** BEGIN Stored data **

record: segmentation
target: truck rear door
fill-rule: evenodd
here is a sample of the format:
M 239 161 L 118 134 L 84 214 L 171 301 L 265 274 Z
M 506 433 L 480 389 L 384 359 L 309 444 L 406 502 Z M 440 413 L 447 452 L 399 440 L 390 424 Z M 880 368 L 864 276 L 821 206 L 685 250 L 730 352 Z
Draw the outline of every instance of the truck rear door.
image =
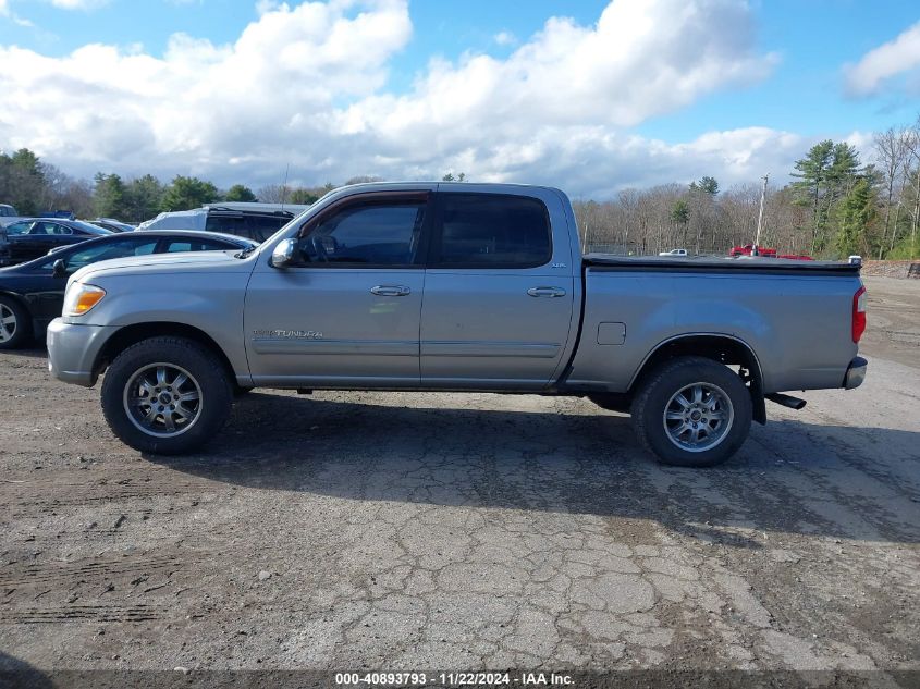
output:
M 553 242 L 553 223 L 565 226 L 557 209 L 551 219 L 559 201 L 539 194 L 438 193 L 421 309 L 422 386 L 539 390 L 561 366 L 573 261 L 568 242 Z

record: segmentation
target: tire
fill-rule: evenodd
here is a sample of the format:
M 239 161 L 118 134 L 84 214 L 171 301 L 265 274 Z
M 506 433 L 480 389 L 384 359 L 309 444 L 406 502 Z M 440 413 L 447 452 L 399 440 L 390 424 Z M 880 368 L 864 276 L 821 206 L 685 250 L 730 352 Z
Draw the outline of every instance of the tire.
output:
M 0 296 L 0 349 L 19 349 L 32 339 L 32 317 L 16 299 Z
M 631 414 L 639 442 L 662 464 L 712 467 L 747 440 L 751 398 L 741 378 L 726 366 L 680 357 L 648 376 Z
M 150 337 L 115 357 L 102 380 L 101 403 L 109 427 L 126 445 L 179 455 L 223 428 L 233 385 L 207 347 L 183 337 Z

** END Stored data **

* _Stated goal_: Arrange the lines above as a numbered list, skipping blank lines and leaving out the picture.

* _Exercise output_:
1. record: segmentation
2. target: truck rear door
3. fill-rule: evenodd
4. here is a sample of the format:
5. M 239 161 L 118 134 L 84 214 L 171 301 L 265 274 Z
6. M 506 433 L 480 389 L 384 359 L 309 444 L 406 502 Z M 440 413 L 447 452 L 399 440 L 390 424 Z M 880 368 L 864 276 L 821 206 L 685 250 L 730 352 Z
7. Draw the outline of every instance of the truck rear door.
8. image =
9. output:
10. M 553 242 L 553 223 L 565 226 L 557 209 L 551 219 L 559 201 L 539 194 L 438 193 L 421 309 L 422 386 L 539 390 L 561 366 L 573 261 L 568 242 Z
11. record: segmentation
12. target: tire
13. fill-rule: evenodd
14. here is a sample of the format:
15. M 239 161 L 118 134 L 84 214 L 171 301 L 265 274 Z
16. M 506 433 L 480 389 L 384 359 L 309 444 L 406 502 Z M 440 413 L 447 452 L 399 440 L 390 424 Z M 880 368 L 864 276 L 821 206 L 685 250 L 730 352 Z
17. Draw the outline of every instance of the tire.
18. output:
19. M 0 296 L 0 349 L 19 349 L 32 339 L 32 317 L 16 299 Z
20. M 631 414 L 639 442 L 662 464 L 712 467 L 747 440 L 751 398 L 741 378 L 726 366 L 680 357 L 648 376 Z
21. M 150 337 L 115 357 L 102 380 L 101 403 L 109 427 L 126 445 L 179 455 L 223 428 L 233 385 L 207 347 L 183 337 Z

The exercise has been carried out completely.